TEMPO.CO, Jakarta - Anggota Badan Legislasi DPR RI, Firman Soebagyo, mengatakan klaster ketenagakerjaan dalam RUU Cipta Kerja telah selesai dibahas seluruhnya pada Ahad malam kemarin. "Alhamdulillah sudah. Tadi malam Panja sudah menyepakati secara aklamasi terhadap draft RUU-nya klaster tenaga kerja," katanya saat dihubungi, Senin, 28 September 2020.
Firman menuturkan pembahasan klaster ketenagakerjaan ini selesai setelah melewati lobi-lobi yang alot antara DPR dan pemerintah, khususnya aturan mengenai pesangon. Pemerintah dan DPR akhirnya sepakat jika pesangon kembali seperti semula, yaitu dengan jumlah 32 gaji. Rinciannya 23 gaji dibebankan ke perusahaan dan 9 menjadi beban pemerintah melalui BPJS.

####################

**KEGIATAN:**
Menurut berita tentang RUU Cipta Kerja di atas, berapa jumlah gaji pesangon yang disepakati oleh pemerintah dan DPR?

(Entri set data)
####################

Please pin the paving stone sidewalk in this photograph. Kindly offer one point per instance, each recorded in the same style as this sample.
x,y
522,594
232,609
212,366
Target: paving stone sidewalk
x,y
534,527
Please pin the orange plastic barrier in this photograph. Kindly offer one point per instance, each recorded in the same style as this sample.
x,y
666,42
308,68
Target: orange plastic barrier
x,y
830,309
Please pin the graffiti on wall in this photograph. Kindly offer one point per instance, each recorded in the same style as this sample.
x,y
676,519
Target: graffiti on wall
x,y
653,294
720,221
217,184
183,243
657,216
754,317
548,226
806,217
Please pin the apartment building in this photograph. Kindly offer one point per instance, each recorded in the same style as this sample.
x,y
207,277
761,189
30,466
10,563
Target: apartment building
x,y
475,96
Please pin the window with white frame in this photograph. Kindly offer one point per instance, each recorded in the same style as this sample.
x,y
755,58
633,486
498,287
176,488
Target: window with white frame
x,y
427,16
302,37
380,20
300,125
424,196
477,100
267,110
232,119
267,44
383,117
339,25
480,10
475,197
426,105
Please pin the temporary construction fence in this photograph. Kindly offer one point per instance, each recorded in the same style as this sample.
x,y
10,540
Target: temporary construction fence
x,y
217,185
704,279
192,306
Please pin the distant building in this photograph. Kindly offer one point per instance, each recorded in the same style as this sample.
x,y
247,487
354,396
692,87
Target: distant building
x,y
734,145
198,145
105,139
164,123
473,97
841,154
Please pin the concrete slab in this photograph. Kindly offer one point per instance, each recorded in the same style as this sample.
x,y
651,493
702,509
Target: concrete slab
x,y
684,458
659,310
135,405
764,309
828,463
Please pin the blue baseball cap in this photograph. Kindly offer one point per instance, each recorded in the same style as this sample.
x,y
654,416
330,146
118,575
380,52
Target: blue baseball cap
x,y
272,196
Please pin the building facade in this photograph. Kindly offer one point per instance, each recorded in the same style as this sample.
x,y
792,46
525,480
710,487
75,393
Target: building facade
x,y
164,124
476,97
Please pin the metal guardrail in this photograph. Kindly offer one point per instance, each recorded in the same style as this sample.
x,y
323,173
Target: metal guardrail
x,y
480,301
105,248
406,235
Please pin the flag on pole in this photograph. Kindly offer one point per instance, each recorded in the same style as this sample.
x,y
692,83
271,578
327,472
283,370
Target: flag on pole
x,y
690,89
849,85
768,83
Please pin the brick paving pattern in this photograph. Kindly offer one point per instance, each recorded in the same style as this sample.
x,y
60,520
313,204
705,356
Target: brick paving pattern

####################

**JAWABAN ANDA:**
Sebanyak 32 gaji.